• Problem requirements
Output the lines starting with the one containing "grpcurl vision.svc:443 Detect.Find" and ending with the one containing "top-left (436, 142), bottom-right (600, 322)", both included, as a two-column CSV with the headers input and output. Use one row for each input together with its output, put each value in a single quoted field, and replace any line breaks with spaces.

• Provided data
• • • • •

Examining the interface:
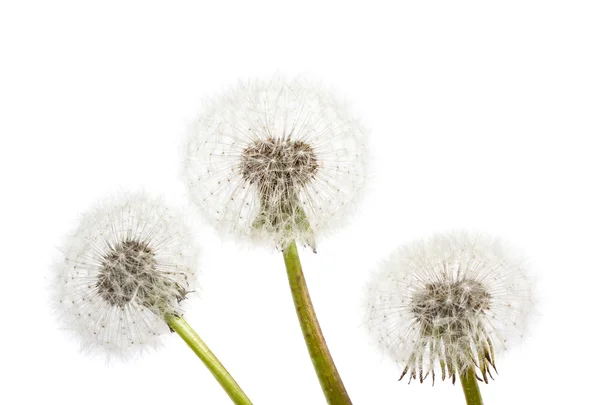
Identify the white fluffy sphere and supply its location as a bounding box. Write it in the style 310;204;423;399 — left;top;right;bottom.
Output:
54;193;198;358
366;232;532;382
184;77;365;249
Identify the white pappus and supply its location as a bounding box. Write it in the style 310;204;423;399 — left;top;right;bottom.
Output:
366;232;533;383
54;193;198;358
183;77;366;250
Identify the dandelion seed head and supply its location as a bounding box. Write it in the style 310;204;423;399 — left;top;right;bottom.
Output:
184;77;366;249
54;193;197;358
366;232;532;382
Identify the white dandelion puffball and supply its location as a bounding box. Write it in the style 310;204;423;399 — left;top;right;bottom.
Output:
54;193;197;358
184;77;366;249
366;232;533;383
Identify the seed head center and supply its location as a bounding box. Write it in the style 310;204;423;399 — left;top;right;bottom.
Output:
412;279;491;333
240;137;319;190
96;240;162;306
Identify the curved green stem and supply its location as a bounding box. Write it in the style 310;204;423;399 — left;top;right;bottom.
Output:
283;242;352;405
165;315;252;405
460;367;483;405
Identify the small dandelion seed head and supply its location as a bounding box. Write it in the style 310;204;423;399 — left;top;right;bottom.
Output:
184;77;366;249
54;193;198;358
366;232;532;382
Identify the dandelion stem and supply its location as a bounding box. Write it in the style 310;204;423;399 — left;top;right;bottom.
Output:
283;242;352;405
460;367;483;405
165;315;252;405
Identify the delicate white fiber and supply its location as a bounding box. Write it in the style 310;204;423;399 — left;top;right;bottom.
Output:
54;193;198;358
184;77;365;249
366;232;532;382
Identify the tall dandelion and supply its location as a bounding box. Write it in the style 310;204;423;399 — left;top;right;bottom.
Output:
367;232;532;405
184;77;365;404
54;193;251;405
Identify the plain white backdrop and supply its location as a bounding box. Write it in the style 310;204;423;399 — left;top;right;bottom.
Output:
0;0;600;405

• • • • •

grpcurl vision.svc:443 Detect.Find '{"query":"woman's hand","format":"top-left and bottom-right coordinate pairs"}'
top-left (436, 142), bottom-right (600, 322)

• • • • •

• Finished task
input,output
"grpcurl vision.svc:443 Detect.Find '{""query"":""woman's hand"",""format"":""top-left and bottom-right coordinate pairs""}'","top-left (436, 142), bottom-right (600, 322)"